» Short problem: Show every line of the data below that contains the string "Give". Match case exactly.

» Excerpts from a segmentation dataset:
- - -

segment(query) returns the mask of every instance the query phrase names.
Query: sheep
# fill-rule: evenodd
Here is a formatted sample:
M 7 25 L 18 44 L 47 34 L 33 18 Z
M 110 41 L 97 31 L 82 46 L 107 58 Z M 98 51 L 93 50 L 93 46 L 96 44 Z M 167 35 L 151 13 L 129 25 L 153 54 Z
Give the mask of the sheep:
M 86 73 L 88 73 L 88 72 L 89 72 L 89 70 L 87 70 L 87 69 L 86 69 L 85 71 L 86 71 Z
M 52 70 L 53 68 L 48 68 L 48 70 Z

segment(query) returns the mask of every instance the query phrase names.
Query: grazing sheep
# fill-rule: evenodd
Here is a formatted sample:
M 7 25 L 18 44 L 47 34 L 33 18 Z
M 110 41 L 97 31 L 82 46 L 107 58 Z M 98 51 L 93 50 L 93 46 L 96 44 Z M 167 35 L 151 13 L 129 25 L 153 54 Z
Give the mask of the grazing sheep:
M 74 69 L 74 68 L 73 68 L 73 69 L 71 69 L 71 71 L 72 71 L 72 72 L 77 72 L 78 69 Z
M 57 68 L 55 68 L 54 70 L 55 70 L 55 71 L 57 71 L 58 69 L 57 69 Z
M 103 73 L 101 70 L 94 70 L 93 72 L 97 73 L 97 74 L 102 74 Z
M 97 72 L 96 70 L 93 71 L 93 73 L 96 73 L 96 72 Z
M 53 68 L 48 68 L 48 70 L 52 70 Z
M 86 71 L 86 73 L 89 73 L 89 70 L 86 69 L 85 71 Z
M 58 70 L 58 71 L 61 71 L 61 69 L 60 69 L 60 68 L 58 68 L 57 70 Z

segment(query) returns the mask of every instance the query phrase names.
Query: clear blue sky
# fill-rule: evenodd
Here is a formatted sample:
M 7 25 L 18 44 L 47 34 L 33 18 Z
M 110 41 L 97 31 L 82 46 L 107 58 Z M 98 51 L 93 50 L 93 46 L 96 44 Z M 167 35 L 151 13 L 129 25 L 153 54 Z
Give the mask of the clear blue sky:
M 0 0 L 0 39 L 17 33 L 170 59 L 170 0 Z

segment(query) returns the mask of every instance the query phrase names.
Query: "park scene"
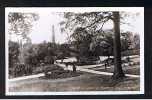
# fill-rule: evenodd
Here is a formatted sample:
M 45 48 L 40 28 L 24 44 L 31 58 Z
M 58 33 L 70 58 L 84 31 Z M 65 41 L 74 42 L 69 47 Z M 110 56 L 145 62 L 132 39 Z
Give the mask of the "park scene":
M 140 91 L 143 14 L 9 12 L 8 91 Z

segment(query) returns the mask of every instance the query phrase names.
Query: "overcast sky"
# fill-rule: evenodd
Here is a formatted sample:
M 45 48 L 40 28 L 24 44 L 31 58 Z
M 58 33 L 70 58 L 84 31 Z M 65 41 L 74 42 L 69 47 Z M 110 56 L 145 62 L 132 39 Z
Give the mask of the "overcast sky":
M 67 41 L 67 36 L 60 32 L 59 22 L 62 20 L 60 16 L 46 10 L 37 10 L 40 19 L 33 23 L 33 28 L 29 37 L 32 43 L 40 43 L 45 41 L 52 41 L 52 25 L 55 26 L 55 38 L 57 43 L 64 43 Z M 129 12 L 131 13 L 131 12 Z M 134 12 L 135 13 L 135 12 Z M 131 26 L 123 24 L 120 26 L 123 31 L 131 31 L 134 33 L 142 34 L 144 32 L 144 13 L 140 13 L 136 18 L 129 17 L 126 19 L 127 23 Z M 105 24 L 104 29 L 112 29 L 113 24 L 111 22 Z M 13 36 L 13 39 L 17 39 Z

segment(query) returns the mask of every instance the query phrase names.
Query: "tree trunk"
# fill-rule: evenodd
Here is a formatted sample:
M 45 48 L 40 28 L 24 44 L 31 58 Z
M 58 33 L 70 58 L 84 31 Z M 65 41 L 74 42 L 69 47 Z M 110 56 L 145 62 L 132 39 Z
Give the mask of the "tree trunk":
M 120 43 L 120 16 L 119 12 L 113 12 L 114 23 L 114 73 L 113 78 L 119 79 L 124 77 L 121 67 L 121 43 Z

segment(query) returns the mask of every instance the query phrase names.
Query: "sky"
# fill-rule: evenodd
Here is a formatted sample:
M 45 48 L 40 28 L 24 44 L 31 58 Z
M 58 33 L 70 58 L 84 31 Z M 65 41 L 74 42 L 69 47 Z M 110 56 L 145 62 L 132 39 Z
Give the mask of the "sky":
M 39 20 L 33 22 L 33 27 L 31 30 L 31 33 L 29 34 L 29 37 L 32 40 L 32 43 L 40 43 L 43 41 L 52 41 L 52 25 L 55 26 L 55 39 L 56 43 L 64 43 L 67 41 L 67 35 L 65 33 L 60 32 L 60 26 L 59 22 L 63 20 L 61 16 L 58 16 L 55 14 L 52 10 L 45 11 L 42 10 L 36 10 L 33 11 L 34 13 L 39 14 Z M 61 11 L 62 12 L 62 11 Z M 132 16 L 126 18 L 125 22 L 130 23 L 131 26 L 128 26 L 127 24 L 123 24 L 120 26 L 120 29 L 123 31 L 131 31 L 133 33 L 137 34 L 143 34 L 144 33 L 144 13 L 139 12 L 139 16 L 136 16 L 136 18 L 132 18 Z M 132 12 L 127 12 L 131 14 Z M 136 12 L 133 12 L 136 13 Z M 113 24 L 111 22 L 108 22 L 104 25 L 103 29 L 112 29 Z M 17 39 L 16 36 L 13 36 L 13 39 Z

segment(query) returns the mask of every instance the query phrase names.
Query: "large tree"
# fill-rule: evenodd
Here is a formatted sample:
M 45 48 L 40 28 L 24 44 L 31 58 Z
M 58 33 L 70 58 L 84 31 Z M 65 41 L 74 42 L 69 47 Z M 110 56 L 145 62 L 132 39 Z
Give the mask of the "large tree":
M 120 15 L 119 12 L 113 12 L 114 23 L 114 74 L 113 78 L 118 79 L 124 77 L 121 67 L 121 43 L 120 43 Z
M 64 26 L 61 30 L 66 33 L 74 34 L 73 31 L 77 27 L 82 27 L 92 34 L 92 43 L 98 41 L 98 37 L 104 38 L 103 26 L 108 21 L 113 21 L 114 27 L 114 74 L 113 78 L 118 79 L 124 77 L 121 67 L 121 43 L 120 43 L 120 14 L 119 12 L 86 12 L 86 13 L 64 13 L 66 21 L 60 24 Z M 70 37 L 69 37 L 70 38 Z

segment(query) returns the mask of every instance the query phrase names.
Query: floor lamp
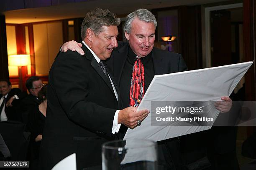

- - -

» Answer below:
Give the mask of the sheep:
Give the mask of the grazing sheep:
Give the mask of the clear blue sky:
Give the mask of the "park scene":
Give the mask of the "overcast sky":
Give the mask of the "tree trunk":
Give the mask of the "sky":
Give the mask of the "large tree":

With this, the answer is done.